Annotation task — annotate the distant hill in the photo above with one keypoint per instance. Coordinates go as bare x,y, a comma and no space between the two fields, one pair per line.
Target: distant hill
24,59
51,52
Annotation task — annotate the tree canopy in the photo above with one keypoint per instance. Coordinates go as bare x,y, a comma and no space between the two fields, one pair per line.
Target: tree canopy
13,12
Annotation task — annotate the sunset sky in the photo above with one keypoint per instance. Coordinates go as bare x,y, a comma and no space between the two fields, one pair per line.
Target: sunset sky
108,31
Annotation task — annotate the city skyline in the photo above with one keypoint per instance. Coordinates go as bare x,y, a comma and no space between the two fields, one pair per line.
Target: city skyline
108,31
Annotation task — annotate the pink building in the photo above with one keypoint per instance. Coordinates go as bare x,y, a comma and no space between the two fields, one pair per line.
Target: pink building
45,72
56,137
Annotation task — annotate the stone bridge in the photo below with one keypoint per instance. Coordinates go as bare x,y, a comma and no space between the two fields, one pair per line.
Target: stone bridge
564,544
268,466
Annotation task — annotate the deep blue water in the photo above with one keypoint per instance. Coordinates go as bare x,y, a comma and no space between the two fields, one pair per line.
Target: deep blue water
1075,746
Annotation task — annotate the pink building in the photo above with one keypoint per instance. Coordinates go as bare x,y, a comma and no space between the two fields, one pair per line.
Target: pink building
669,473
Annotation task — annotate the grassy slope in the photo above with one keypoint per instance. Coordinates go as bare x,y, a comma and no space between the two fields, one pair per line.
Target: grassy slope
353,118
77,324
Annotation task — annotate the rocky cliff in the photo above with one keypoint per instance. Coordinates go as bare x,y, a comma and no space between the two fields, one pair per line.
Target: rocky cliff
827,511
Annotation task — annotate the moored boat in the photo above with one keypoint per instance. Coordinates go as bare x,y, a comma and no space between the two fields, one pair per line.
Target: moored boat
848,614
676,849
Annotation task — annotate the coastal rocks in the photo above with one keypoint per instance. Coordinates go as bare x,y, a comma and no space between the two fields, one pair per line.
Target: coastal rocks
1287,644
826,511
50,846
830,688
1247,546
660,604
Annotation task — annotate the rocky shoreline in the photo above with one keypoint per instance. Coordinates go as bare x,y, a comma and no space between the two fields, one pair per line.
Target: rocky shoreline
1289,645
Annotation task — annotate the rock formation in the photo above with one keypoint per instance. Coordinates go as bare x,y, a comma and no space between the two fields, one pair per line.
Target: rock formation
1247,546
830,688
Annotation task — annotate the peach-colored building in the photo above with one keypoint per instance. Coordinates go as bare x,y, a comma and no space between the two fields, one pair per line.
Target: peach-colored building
○ ○ ○
* [GOAL] Output all of the data again, exactly.

* [EXERCISE RESULT]
Annotation task — annotate the distant hill in the photo above with one keypoint per instance. Coordinates go as bare x,y, a comma and no space between the two fields, one pair per line.
Target: distant hill
24,59
51,52
Annotation task — annotate the tree canopy in the photo above with one keypoint per instance. Coordinates go as bare x,y, a comma and no space between the two fields, one pair per line.
Target: tree canopy
13,12
Annotation task — annotate the sunset sky in the photo above with one keypoint per instance. Coordinates go as bare x,y, a comma and no space between the two fields, one pair per line.
Target: sunset sky
108,31
Annotation task — annotate the city skyline in the photo above with one keypoint per instance. Coordinates go as bare x,y, a comma and no space between the two fields, one pair per line.
Target: city skyline
108,31
Annotation task — annotate the pink building in the photo above with one keypoint per instance. Coordinates go as bare x,y, a comma and no space between the two fields, one pair per line.
Target: pink building
45,72
56,137
Annotation task — annotate the stone bridge in the photo below with one keypoint per instance. Coordinates go as bare x,y, a comma and no space between the two fields, one pair per line.
Target: stone bridge
564,544
268,466
Annotation task — annotate the deep blue water in the photo above with one keypoint per instance. Coordinates go as bare x,y, a comma and no space between the two fields, one pair per line.
Target: deep blue water
1075,746
Annotation task — annotate the pink building in the photo above with one keypoint per instance. Coordinates go as bare x,y, a comma and no space between the two fields, one pair per line.
Target: pink building
669,473
Annotation task — annotate the grassy slope in the photo above with one keypoint per instance. Coordinates go as bare x,y, a comma and no space between the two fields, one pair per line.
Target: grassy slope
353,118
77,324
Annotation task — annotate the rocky cliff in the photo above with one keypoint per instance. Coordinates go as bare x,y, a comma and no space between the two fields, one pair per line.
Target: rocky cliff
827,511
Annotation task — annotate the moored boat in the photo above with one keypoint per instance. Coordinates go as bare x,y, a comma and no space between the two fields, one pair per line.
Target: moored boat
848,614
676,849
Annotation task — annotate the coastal rocks in the photo above with one keypoint per instance. Coordinates go as bare x,y, a comma and no space between the two fields, one pair per line.
Target: coastal rocks
1287,644
826,511
50,846
830,688
1247,546
660,604
Annotation task — annotate the rocky shoreline in the photo above with one keypoint per instance. Coordinates go as bare x,y, a comma and no space between the two fields, one pair per line.
Target: rocky shoreline
1289,645
Annotation task — annotate the rock formation in the photo above with one keypoint per instance. Coordinates go as bare x,y, a comma and no space between the two fields, one pair per line.
Target: rock formation
1247,546
830,688
Annotation task — annotate the peach-colored building in the photo above with one keypoint per instance. Coordinates go as bare x,y, a comma and no space between the two fields, one pair per line.
Target: peach-colored building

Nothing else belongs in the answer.